Directive A: According to the forum thread about the secondary air injector, what code did the car show when it was checked at the auto parts store?

Source text:
◆ ◆ ◆ ◆

# secondary air injector - incorrect flow



## watercooled320 (Feb 9, 2010)

06 rabbit, 2.5L, 82k. I've searched the forums on here along with google and I can't seem to find a straight answer or one that I'm looking for, so this is why I'm sort of re-asking the question. At the end of december, I had a very minor accident, which left my front bumper scratched, and the headlight mount broken. Not really anything that I can't fix. Two days later, my check engine light came on, so I took it to autozone and I got the P0411 code (secondary air injector, incorrect flow). The guy was clueless as to what it could be and told me to take it to the dealership. I searched the net for answers but couldn't find many good ones. One question is how likely would it be for a vacuum line or lines to go bad in a 6-7ish year old car? And, could the jolt from the accident have made a line or the secondary air injector break, crack, or go bad? Is there a vacuum line that runs somewhere along the front passenger side of the engine bay below the headlight? Honestly, I know nothing about vacuum lines, and finding a diagram online of where they start and end has proved impossible. I don't have the loot to just start fixing and replacing everything that it could be, so any help on this is appreciated.


----------



## tay272 (Aug 22, 2007)

Id say check the 2 hoses that route into your intake boot near the front of the car. Dont really remember how its set up stock anymore since its been a long time since my car was stock. There should be 2 hoses tho right before the MAF sensor, check and make sure they are on tight and didnt get knocked loose. Just somewhere to start.


----------



## Streetliight (Sep 5, 2011)

Secondary air line is one of the two hoses that the guy above me mentioned. It will be the bigger of two hoses that are plugged into the intake right before it goes into the throttle body. Having it disconnected may or may not throw a code, I've heard both scenarios. Here is a pic of the two hoses. 

http://img.tapatalk.com/d/13/01/04/epa8y5e4.jpg


----------



## watercooled320 (Feb 9, 2010)

Streetliight and tay272: thanks for the advice. that was one of the first things I checked after the light came on. I guess the next step would be to remove the secondary air injector to see if it is indeed cracked or not. It's almost impossible to see from either the top or bottom. I don't want to let this problem go to much longer, so i'll probably be doing the work sometime in the next week. If either of you have any advice or anyone else has advice, it's more than welcome. thanks, and again, it's appreciated.


----------



## watercooled320 (Feb 9, 2010)

Side Note: I've heard that if it is a vacuum line cracked, you get a rough/uneven idle. and if it's the secondary air pump, it will not run properly and the car sounds different on a cold start. My car runs perfect. I'm wondering if maybe there isn't anything wrong at all? Or maybe whatever problem there was, fixed itself, or in the several times i got under the hood to make sure everything was connected properly, I tweaked something and fixed it sort of accidently. I guess my other question is, if the light comes on, does it automatically go out if the problem goes away, or does it have to be manually turned off even if the problem has been fixed or fixed itself?

◆ ◆ ◆ ◆

Coordinate annotation entries:
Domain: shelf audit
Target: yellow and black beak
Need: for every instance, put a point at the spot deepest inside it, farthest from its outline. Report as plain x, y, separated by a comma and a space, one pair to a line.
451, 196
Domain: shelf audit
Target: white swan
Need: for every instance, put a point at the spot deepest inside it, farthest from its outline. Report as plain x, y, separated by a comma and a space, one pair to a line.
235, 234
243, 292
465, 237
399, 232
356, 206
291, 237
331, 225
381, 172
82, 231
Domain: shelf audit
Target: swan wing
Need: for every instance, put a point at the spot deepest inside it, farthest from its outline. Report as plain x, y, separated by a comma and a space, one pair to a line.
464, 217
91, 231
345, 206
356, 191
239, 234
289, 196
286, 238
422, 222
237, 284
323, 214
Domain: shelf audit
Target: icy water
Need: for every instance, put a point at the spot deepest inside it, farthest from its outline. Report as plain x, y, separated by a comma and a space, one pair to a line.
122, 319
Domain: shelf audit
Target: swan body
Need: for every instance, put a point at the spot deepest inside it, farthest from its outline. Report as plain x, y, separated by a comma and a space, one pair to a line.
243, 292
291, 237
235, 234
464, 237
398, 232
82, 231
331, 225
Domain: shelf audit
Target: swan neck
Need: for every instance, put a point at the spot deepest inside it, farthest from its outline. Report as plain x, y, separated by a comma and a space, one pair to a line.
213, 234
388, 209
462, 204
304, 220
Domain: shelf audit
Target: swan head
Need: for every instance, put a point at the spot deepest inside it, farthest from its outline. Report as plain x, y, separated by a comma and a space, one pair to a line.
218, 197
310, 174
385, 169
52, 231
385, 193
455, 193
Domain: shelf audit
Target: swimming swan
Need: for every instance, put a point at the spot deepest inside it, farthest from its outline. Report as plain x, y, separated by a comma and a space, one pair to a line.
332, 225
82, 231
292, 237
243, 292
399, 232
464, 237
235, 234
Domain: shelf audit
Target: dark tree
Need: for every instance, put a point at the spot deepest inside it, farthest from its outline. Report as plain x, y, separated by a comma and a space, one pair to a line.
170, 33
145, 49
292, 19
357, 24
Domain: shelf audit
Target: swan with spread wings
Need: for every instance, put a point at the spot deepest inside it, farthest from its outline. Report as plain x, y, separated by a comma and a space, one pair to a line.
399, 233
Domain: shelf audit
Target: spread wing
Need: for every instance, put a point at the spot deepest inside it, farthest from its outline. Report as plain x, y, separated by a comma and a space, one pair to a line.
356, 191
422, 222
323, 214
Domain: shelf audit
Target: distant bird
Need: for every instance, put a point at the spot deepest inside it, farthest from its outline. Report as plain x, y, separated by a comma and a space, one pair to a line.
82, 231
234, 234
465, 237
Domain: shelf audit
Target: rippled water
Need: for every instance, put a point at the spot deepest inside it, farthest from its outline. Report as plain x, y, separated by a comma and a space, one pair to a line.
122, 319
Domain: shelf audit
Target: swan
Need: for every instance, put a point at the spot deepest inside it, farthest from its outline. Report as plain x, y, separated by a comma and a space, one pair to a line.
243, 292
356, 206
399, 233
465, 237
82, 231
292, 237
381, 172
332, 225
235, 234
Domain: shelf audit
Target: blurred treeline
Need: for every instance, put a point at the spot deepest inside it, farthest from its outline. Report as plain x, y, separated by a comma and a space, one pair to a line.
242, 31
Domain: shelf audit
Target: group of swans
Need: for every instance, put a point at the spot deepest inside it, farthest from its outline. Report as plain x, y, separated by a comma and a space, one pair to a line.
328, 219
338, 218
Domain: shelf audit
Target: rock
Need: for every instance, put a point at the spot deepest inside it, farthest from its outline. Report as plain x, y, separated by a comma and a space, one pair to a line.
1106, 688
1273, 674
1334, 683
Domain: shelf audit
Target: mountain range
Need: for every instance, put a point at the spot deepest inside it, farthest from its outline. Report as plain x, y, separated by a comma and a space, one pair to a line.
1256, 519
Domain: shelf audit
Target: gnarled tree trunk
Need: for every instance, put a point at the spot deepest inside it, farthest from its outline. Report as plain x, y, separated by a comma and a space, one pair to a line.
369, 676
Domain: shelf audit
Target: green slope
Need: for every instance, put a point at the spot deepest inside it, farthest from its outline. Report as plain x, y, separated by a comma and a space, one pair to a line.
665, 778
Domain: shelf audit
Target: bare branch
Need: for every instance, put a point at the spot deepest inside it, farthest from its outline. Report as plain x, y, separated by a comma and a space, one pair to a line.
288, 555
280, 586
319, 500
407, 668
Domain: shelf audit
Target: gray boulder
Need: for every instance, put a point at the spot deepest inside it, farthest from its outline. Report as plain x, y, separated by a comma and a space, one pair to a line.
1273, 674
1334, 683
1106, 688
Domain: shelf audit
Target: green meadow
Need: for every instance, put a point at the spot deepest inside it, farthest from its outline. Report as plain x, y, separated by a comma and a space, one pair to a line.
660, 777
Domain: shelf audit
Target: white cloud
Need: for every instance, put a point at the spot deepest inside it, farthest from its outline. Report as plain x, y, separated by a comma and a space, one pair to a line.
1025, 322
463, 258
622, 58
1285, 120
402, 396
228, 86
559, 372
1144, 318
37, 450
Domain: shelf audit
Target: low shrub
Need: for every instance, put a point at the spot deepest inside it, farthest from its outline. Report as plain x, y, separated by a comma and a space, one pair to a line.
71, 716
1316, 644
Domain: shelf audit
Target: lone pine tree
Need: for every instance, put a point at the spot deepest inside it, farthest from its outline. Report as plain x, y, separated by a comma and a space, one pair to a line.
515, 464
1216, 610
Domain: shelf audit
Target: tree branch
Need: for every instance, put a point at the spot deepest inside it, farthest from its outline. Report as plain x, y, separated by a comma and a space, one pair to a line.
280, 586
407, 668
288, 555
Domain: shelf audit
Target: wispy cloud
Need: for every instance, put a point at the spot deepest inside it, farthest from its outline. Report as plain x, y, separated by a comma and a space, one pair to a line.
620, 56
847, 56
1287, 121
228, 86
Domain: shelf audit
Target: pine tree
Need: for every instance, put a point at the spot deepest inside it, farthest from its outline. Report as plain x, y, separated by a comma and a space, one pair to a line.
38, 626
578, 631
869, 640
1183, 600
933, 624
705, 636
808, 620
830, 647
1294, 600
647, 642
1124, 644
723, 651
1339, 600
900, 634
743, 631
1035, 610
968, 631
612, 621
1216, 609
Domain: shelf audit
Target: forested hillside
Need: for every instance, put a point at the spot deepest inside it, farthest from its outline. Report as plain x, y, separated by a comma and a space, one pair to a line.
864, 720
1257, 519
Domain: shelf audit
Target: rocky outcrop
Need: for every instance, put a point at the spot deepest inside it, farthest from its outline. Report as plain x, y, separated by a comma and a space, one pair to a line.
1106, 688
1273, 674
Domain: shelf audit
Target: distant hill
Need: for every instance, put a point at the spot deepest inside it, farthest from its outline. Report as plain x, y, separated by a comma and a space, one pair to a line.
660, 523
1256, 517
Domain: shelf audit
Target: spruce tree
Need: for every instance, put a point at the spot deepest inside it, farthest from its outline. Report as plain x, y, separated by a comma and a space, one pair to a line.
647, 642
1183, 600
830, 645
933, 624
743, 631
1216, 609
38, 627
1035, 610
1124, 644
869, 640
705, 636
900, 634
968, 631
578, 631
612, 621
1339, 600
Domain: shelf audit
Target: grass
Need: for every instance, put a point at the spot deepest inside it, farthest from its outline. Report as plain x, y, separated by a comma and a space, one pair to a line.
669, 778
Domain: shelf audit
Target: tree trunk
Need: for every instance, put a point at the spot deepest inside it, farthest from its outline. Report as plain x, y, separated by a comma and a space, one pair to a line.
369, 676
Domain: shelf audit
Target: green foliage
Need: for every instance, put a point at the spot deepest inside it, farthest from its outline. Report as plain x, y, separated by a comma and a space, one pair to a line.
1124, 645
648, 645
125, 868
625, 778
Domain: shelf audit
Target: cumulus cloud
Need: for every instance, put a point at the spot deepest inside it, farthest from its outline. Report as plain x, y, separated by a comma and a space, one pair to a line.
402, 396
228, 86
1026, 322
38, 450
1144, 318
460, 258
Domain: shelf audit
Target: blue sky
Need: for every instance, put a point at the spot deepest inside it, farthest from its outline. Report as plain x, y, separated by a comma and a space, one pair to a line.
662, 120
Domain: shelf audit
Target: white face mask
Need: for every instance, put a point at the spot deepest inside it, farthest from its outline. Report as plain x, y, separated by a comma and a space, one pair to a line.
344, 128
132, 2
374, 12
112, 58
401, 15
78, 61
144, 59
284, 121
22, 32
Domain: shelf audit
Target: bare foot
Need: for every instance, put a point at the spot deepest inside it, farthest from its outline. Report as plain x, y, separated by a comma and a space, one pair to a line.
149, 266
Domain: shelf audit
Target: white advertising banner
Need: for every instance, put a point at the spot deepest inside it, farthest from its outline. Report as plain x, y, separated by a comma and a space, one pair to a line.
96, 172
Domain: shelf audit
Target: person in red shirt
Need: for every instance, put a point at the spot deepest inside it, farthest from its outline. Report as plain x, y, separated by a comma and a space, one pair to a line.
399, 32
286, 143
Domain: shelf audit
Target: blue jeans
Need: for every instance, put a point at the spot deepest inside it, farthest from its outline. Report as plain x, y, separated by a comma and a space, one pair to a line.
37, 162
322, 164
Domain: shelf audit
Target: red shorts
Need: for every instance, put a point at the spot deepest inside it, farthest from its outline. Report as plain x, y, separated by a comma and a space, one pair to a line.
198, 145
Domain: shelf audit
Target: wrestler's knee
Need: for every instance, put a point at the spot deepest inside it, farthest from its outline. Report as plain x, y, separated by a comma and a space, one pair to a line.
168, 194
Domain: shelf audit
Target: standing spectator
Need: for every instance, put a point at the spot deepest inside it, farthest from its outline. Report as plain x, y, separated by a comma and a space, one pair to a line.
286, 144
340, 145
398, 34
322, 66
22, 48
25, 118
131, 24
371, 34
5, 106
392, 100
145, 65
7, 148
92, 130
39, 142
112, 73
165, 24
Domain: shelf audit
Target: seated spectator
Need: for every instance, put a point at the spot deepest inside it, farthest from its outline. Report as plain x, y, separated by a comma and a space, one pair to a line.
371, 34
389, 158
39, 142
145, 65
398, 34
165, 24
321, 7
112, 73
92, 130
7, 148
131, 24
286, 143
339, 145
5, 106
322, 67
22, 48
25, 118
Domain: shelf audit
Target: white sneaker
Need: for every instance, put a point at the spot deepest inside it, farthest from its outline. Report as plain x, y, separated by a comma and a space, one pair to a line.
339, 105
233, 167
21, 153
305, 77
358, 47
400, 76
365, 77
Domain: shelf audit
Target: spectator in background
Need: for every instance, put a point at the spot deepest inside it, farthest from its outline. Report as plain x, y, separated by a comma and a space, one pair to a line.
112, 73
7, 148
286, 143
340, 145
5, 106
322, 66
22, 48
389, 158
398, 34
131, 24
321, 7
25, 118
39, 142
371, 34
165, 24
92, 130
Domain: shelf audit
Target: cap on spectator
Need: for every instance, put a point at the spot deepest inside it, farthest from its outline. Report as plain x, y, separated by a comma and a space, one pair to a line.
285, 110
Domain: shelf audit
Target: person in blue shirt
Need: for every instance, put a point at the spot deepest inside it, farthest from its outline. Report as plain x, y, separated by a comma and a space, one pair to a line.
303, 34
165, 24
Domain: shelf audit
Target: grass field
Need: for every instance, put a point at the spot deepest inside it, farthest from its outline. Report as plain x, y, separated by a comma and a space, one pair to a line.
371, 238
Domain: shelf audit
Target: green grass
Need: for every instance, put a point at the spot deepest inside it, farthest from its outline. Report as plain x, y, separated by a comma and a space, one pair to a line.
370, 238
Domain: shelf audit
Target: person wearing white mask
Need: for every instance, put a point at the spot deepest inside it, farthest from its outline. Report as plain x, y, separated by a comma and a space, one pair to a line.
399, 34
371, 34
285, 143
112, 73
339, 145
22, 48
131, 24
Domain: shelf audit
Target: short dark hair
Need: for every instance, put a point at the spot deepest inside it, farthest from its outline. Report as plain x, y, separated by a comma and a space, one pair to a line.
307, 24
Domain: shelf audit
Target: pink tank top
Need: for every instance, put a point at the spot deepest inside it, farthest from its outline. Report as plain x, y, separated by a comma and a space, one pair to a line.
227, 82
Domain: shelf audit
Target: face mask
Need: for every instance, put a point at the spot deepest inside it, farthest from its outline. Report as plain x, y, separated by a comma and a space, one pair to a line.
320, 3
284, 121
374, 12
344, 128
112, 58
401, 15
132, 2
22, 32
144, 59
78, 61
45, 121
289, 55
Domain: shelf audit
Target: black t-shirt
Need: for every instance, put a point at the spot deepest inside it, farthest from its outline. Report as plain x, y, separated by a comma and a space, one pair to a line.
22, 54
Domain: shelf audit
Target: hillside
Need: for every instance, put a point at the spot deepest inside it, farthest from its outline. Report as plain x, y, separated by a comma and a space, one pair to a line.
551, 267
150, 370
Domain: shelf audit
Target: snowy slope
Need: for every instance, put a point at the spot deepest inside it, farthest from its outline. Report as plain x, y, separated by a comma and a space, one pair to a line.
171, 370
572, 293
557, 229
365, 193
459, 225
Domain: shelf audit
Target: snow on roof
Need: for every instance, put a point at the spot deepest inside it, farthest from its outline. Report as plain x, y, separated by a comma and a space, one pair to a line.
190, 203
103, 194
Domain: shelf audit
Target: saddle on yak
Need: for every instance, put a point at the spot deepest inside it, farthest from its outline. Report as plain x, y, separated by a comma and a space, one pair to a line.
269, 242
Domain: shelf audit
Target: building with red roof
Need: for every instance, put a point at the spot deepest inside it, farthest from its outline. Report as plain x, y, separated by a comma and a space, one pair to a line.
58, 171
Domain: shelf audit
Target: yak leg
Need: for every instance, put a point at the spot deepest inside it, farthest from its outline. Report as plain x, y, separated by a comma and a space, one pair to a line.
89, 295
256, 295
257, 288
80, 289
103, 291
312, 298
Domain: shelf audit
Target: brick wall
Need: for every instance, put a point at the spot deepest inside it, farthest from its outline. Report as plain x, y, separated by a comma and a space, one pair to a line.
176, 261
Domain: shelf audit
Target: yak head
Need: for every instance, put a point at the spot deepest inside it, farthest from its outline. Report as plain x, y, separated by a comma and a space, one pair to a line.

◆ ◆ ◆ ◆

Directive B: List every line of the records that contains the string "distant". Case counts.

Response A: P0411 (secondary air injector, incorrect flow).

Response B:
Target: distant bird
Target: distant hill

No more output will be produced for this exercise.